*** Data supplied ***
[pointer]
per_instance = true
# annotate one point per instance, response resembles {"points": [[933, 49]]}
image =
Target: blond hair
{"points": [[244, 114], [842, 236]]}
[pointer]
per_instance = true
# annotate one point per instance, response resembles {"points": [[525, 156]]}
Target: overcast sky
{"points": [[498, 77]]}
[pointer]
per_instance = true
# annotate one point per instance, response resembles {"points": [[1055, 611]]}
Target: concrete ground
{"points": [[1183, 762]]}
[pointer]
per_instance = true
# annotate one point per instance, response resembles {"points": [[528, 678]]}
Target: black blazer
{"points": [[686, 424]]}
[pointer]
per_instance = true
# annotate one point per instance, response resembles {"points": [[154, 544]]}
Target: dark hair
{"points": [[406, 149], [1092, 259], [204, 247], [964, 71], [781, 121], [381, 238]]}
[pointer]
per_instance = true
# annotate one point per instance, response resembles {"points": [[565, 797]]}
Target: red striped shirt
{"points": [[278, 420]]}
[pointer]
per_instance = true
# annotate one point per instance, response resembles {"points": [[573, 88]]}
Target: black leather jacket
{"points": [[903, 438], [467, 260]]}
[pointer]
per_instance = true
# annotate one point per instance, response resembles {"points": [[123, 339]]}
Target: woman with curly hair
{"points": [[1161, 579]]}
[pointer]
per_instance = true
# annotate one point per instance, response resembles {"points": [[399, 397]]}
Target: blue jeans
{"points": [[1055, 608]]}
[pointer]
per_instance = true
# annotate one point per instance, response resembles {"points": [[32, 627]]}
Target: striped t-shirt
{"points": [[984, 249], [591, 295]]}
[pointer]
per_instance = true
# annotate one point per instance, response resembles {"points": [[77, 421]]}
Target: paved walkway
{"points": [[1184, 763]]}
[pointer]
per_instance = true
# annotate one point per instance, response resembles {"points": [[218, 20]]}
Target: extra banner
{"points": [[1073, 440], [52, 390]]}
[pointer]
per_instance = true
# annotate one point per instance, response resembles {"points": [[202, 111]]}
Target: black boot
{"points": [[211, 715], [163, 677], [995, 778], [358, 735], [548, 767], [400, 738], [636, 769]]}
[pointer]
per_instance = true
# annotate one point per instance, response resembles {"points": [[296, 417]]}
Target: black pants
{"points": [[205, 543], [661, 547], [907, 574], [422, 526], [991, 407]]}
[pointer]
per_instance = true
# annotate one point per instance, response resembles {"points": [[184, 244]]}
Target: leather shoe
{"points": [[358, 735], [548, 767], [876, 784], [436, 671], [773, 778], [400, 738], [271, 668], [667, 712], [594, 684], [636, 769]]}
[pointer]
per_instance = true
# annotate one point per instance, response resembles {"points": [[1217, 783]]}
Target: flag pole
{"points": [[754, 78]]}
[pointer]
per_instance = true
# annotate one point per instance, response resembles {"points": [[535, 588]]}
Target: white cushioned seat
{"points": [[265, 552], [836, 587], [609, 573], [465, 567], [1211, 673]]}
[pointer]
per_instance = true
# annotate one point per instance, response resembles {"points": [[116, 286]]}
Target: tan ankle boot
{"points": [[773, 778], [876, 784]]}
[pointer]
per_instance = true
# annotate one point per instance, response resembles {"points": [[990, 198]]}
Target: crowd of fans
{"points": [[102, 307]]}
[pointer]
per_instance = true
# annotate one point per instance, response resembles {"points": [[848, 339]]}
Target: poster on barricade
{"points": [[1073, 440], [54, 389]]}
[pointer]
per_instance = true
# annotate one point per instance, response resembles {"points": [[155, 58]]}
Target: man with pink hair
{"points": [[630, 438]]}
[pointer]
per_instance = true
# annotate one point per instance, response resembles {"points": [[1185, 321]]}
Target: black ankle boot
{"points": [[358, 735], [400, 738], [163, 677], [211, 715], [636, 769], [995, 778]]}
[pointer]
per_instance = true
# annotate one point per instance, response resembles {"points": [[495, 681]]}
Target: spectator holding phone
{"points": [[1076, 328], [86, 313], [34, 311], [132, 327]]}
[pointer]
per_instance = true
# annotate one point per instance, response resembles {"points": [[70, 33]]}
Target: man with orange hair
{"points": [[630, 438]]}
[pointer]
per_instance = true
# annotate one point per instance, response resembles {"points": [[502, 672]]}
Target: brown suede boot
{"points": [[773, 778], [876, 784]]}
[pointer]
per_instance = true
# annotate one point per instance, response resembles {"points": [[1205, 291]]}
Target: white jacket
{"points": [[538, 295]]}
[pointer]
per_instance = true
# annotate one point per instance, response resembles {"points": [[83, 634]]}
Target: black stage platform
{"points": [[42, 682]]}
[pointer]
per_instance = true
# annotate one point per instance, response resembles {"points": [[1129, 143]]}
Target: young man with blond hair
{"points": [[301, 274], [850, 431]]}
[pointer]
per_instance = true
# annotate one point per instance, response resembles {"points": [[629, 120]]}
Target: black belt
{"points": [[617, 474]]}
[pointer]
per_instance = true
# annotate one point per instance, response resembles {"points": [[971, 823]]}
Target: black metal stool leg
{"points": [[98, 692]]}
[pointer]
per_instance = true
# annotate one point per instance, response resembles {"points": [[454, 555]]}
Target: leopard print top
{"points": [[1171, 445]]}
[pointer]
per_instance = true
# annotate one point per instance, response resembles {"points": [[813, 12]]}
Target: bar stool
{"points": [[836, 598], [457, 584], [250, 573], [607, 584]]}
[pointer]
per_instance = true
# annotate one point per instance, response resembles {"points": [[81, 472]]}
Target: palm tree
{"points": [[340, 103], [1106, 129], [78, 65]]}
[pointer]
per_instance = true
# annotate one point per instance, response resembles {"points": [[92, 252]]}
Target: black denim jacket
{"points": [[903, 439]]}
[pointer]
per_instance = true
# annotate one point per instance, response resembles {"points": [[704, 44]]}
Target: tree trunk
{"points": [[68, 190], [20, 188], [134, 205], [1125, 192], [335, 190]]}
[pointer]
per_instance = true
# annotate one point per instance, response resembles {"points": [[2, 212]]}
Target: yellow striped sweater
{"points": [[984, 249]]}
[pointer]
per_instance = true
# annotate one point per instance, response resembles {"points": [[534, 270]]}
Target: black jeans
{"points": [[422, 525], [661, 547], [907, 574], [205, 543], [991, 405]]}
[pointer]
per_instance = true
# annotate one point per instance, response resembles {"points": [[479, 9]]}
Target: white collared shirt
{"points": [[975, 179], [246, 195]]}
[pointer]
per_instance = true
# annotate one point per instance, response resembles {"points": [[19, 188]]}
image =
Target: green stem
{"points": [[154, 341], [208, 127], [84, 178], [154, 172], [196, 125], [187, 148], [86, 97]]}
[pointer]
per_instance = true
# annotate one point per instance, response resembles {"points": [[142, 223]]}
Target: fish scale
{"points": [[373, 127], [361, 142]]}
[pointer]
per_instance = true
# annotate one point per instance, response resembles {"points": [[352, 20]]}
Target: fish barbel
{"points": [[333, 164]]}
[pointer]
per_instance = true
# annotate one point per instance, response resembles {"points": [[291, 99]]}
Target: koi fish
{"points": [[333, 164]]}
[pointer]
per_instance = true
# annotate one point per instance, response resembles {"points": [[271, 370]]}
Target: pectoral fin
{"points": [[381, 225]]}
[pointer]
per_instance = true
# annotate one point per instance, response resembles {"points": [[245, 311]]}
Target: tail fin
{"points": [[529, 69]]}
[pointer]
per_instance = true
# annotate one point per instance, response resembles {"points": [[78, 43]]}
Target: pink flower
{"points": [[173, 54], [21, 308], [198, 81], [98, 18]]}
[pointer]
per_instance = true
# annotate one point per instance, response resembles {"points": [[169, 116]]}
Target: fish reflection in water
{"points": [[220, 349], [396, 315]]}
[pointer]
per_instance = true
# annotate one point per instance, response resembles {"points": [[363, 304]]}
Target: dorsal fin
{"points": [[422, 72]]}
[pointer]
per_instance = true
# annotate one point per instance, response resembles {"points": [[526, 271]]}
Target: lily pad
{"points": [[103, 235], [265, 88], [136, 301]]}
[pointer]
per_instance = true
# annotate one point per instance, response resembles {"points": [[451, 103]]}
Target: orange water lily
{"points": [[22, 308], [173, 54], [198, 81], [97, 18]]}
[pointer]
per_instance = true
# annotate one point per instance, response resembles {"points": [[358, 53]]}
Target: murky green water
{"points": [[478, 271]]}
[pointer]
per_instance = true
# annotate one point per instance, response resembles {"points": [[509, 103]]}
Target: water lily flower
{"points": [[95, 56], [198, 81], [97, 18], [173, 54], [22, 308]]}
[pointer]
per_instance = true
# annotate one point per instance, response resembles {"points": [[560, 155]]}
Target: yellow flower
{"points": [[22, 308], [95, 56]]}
*** End of Data supplied ***
(Task brief):
No lines before the one containing "Target: orange water lily" belong in the answer; write out that line and each one after it exactly, through the end of the records.

(Response below):
Target: orange water lily
{"points": [[22, 308], [173, 54], [198, 81], [97, 18]]}
[pointer]
per_instance = true
# annotate one point per instance, response resembles {"points": [[358, 53]]}
Target: murky green water
{"points": [[478, 271]]}
[pointer]
per_instance = true
# annotate one point per instance, response resembles {"points": [[509, 103]]}
Target: water lily flower
{"points": [[95, 56], [198, 81], [97, 18], [173, 54], [22, 308]]}
[pointer]
per_instance = true
# annotate one point per instance, response resembles {"points": [[560, 155]]}
Target: yellow flower
{"points": [[22, 308], [95, 56]]}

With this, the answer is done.